## TEXT SHOWN
========================================================================
After clearing the prized boxes through customs with only a slight hassle - it seems the official wanted Mendel to have a letter from the Department of Interior verifying his purpose in Cambodia - we were promptly greeted by Mendel's friend and translator, Mr. Kanal. Kanal, a local teacher who's lived his entire life in Cambodia, had arranged for a taxi van to shuttle us the four hours to the coastal port city of Sihanoukville, where we spent the next three days.

Run-down villages interspersed with vivid green rice fields set against the Damrei Mountains in the distance marked the landscape as we ventured farther out of the capital city and closer to Sihanoukville.

Sihanoukville sits on the Gulf of Thailand in Southern Cambodia and is known among tourists for its string of clean, white sand beaches and relaxing atmosphere. Mendel discovered the city of about 156,000 residents in 1997 when he was traveling through the region. When he began his relief efforts six years later, he started in Sihanoukville.

Once we arrived, our first stop was dinner with Captain Sok of the Sihanoukville Fire Department. Sok is well-respected in the community - this is apparent later in the week when the bus depot gives him a free bus ticket for a planned trip because of his stature - and runs a motorcycle repair shop out of his home, as well as heading up the local fire department. He speaks only a few words of English, and our brief conversations were facilitated through Kanal.
========================================================================
## RECORDS PROVIDED
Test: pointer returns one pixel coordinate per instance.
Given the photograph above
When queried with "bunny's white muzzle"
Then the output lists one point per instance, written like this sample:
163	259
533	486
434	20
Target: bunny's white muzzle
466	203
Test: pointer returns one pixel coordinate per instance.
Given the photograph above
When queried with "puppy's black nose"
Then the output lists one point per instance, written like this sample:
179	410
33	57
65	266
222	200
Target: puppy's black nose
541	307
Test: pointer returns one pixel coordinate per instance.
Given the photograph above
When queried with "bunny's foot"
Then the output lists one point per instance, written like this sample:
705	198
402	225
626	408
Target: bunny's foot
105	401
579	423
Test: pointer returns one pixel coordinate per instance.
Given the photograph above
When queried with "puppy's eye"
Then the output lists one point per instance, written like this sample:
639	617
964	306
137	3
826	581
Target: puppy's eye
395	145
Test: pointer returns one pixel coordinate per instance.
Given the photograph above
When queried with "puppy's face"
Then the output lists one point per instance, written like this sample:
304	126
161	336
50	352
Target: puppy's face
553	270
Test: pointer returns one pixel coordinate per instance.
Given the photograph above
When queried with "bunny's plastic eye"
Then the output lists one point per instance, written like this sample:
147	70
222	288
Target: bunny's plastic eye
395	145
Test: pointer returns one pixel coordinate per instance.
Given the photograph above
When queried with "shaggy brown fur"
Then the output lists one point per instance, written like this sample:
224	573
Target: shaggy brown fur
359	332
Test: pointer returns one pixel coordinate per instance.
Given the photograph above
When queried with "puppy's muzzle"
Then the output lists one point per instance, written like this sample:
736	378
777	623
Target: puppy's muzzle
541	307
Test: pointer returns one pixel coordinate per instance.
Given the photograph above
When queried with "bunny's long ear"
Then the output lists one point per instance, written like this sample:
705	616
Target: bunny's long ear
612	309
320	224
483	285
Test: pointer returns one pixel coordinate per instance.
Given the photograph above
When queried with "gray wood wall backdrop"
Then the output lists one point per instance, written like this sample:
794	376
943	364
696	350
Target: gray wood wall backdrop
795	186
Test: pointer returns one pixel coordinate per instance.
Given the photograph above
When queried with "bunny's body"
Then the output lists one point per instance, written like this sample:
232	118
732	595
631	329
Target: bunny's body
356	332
========================================================================
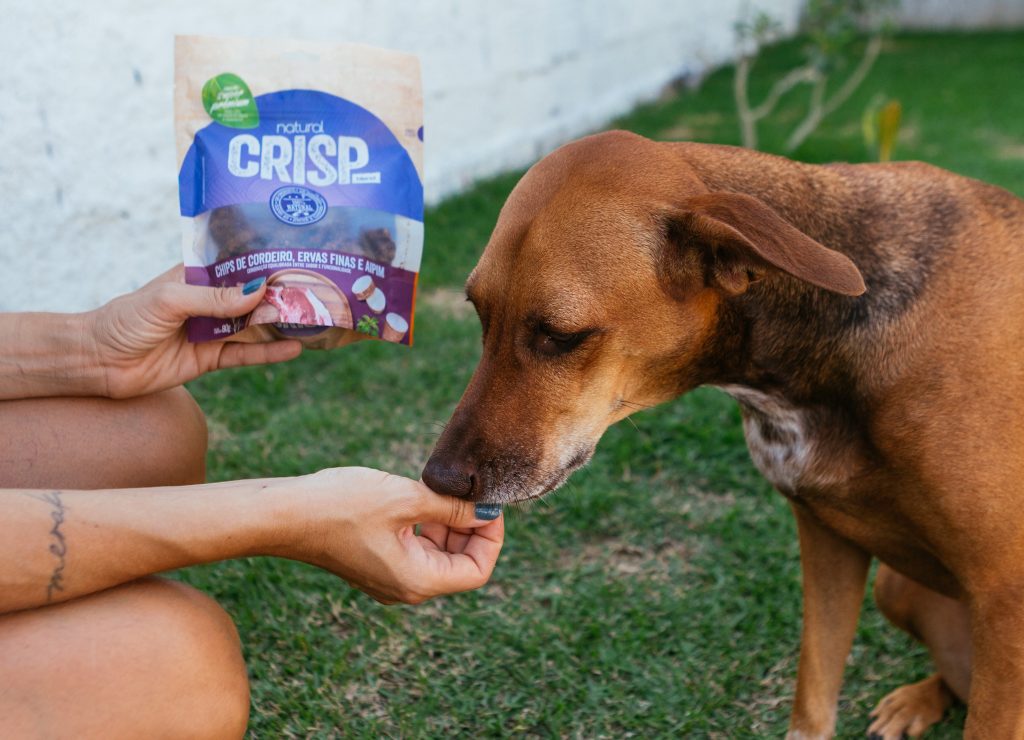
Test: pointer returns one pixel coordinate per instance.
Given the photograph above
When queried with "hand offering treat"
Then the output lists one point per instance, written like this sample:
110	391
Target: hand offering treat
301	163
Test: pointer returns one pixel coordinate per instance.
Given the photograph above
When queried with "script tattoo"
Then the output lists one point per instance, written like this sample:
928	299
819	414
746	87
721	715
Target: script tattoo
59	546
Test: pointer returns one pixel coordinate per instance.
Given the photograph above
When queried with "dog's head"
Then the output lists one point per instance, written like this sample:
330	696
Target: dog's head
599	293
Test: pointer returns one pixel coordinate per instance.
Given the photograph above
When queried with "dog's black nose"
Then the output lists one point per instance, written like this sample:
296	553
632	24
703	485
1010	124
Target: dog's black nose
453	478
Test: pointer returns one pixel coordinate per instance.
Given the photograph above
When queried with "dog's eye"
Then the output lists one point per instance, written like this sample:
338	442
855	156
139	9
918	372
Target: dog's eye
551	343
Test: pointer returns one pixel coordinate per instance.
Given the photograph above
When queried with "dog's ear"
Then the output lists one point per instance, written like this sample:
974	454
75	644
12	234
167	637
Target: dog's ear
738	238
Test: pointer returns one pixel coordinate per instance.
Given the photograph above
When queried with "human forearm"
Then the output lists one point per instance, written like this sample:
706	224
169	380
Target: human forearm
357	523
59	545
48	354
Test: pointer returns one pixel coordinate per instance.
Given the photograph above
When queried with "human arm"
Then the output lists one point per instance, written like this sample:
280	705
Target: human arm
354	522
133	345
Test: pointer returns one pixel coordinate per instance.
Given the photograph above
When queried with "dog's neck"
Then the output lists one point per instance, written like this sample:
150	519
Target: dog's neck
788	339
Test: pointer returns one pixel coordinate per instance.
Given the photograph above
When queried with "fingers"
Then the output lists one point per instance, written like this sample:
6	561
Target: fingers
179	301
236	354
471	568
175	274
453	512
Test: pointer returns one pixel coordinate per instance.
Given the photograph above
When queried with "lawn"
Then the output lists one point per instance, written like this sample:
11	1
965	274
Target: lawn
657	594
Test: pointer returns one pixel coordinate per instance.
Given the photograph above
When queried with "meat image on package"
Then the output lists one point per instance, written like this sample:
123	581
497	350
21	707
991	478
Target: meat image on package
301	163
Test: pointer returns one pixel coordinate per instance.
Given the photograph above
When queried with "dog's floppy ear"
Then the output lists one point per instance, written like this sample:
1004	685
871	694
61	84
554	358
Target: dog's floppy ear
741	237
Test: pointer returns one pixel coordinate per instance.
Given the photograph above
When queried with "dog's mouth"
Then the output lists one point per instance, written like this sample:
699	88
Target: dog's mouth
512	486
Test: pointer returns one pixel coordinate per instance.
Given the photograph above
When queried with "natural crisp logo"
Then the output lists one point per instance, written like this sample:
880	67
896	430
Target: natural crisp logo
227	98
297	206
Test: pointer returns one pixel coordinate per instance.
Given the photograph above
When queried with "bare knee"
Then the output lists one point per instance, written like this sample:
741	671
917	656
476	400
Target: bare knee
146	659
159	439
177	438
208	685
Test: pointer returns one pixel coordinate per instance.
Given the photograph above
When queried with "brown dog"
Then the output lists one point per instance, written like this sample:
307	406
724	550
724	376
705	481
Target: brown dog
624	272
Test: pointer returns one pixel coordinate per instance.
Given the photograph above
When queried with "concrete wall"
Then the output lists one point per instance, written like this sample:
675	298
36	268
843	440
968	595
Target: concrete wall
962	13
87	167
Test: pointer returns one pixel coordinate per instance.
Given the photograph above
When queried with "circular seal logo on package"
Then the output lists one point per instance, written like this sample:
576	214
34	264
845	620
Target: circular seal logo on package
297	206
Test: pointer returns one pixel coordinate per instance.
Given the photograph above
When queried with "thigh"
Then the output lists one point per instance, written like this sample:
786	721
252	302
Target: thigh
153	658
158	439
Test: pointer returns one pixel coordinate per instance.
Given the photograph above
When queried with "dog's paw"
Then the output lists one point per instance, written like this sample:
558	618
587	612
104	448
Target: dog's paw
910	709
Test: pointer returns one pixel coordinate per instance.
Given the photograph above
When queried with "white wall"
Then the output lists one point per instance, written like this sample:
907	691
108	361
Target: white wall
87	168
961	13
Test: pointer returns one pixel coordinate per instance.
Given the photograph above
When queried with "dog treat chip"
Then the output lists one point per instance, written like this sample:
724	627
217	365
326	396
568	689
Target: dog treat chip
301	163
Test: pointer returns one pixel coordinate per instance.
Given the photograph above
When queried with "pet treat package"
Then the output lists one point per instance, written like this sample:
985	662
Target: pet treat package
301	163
========================================================================
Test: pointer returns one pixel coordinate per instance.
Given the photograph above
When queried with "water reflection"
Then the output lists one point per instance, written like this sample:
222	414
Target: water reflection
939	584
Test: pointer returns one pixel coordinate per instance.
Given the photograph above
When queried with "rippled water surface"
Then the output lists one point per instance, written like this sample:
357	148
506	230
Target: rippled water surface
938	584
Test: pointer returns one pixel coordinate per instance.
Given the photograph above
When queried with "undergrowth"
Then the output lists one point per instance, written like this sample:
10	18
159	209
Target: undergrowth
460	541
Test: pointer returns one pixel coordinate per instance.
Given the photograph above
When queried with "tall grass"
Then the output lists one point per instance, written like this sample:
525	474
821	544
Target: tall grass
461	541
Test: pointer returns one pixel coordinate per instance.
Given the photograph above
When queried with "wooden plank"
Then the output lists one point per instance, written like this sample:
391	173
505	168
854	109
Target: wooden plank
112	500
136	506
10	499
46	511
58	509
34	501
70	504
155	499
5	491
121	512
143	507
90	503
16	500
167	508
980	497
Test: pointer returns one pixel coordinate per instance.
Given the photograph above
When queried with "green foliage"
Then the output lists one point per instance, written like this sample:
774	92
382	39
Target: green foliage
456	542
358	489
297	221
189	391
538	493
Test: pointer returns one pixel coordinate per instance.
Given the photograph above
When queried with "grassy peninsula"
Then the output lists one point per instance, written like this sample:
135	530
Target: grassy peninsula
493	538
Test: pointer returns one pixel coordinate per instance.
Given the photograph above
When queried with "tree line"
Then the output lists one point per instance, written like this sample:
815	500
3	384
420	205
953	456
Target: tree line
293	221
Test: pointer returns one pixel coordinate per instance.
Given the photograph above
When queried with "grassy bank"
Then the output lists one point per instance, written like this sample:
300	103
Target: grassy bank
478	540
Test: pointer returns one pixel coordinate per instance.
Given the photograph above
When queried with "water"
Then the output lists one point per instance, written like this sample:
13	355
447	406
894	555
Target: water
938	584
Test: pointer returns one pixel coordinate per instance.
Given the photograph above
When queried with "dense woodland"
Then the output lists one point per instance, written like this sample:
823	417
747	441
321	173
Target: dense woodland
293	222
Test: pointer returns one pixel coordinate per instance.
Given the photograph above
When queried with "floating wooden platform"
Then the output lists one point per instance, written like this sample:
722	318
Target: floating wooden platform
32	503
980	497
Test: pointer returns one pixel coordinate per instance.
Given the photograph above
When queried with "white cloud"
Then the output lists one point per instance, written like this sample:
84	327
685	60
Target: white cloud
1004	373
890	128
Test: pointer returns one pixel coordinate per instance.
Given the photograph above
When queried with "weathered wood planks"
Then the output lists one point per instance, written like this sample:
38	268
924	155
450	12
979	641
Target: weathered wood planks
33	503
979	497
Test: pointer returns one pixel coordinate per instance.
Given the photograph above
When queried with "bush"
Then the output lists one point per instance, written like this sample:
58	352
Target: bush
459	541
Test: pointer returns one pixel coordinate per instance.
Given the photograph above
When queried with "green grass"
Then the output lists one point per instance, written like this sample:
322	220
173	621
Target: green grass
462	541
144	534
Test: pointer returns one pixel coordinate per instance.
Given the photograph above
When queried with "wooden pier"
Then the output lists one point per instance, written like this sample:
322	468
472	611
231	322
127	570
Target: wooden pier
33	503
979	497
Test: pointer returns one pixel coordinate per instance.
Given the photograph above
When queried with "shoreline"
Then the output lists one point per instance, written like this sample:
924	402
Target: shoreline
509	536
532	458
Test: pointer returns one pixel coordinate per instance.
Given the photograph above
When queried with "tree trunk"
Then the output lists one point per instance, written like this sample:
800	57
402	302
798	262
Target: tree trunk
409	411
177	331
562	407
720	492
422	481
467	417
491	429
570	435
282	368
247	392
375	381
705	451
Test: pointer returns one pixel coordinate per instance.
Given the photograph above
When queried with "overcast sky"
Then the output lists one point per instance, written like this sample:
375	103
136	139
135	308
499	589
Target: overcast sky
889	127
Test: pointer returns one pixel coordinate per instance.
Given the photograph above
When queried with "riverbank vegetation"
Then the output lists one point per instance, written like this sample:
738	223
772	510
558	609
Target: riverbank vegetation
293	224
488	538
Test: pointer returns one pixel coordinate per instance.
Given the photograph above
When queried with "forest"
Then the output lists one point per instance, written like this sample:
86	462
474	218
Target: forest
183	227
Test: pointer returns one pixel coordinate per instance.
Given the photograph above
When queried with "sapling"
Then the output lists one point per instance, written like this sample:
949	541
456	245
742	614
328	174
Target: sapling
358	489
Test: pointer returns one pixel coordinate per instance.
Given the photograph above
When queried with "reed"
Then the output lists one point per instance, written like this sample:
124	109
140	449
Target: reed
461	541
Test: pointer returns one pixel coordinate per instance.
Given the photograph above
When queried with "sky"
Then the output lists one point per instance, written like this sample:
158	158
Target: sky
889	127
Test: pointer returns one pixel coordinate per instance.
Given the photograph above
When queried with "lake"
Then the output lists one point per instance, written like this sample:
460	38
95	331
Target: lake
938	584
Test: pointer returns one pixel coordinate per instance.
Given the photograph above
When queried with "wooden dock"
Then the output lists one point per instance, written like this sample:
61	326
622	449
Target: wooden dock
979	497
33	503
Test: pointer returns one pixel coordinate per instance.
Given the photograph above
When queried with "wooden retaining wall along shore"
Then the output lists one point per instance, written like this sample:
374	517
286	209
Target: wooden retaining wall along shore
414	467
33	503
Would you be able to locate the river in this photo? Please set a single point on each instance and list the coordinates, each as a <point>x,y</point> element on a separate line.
========================================================================
## WHAT TO WORK ON
1. How many lines of the listing contain the string "backdrop"? Case counts; give only the number.
2. Please continue the account of the trip to Sihanoukville from its last sentence.

## SET OF ANSWERS
1. 2

2.
Soon after we began eating at a friend's open-air restaurant, Sok excitedly pulled out a video camera, which Mendel donated to the department on a different trip, and showed us footage of the donated Red, White and Blue firetruck's first call to service in June - a small fire in a nearby fishing village.

The gesture was a gratifying moment for Mendel, who worked for two years to find and ship a fire truck overseas to Cambodia.

"It brought a smile to my face knowing that not only do they appreciate the fire truck and are using for what it is meant to be used for - fighting fires -, but that the captain took digital pictures with digital camcorder that I gave him for proof," Mendel said.

Though Mendel is best known around Summit County for his philanthropic efforts benefiting fire departments, he's also built a reputation for himself in Sihanoukville for helping the local Khmer people through two organizations: M'Lop Tapang and The Starfish Project.

On day 2 in Sihanoukville, we visited M'Lop Tapang, an unassuming house that sits behind a rusting white gate on a quiet side street.

M'Lop Tapang strives to keep local kids off the streets, where they make money selling crafts or begging, and in school. The nonprofit works with 600 children by offering counseling, family reintegration, health programs and formal and informal education.

Mendel began making regular trips to M'Lop Tapang in September, 2004. Since then, he's given them cameras, two-way radios, latex gloves, toothbrushes and toothpaste donated by Summit County dentists and other items for the kids.

"I just realized as easy as it was to bring stuff over for the fire stations, it was easy to bring over clothing for M'Lop Tapang," Mendel said.

While M'Lop Tapang receives other donations from time to time, other donors aren't as consistent as Mendel, project coordinator Maggie Eno said.

"No one's as good as Doug at all," said Eno, an Ireland native who started M'Lop Tapang three years ago.

Next, we hired motorbike drivers - a common mode of transportation in Cambodia - to take us across town to The Starfish Project, another nonprofit that acts as a catch-all by assisting Cambodians who fall outside the scope of any existing aid organization.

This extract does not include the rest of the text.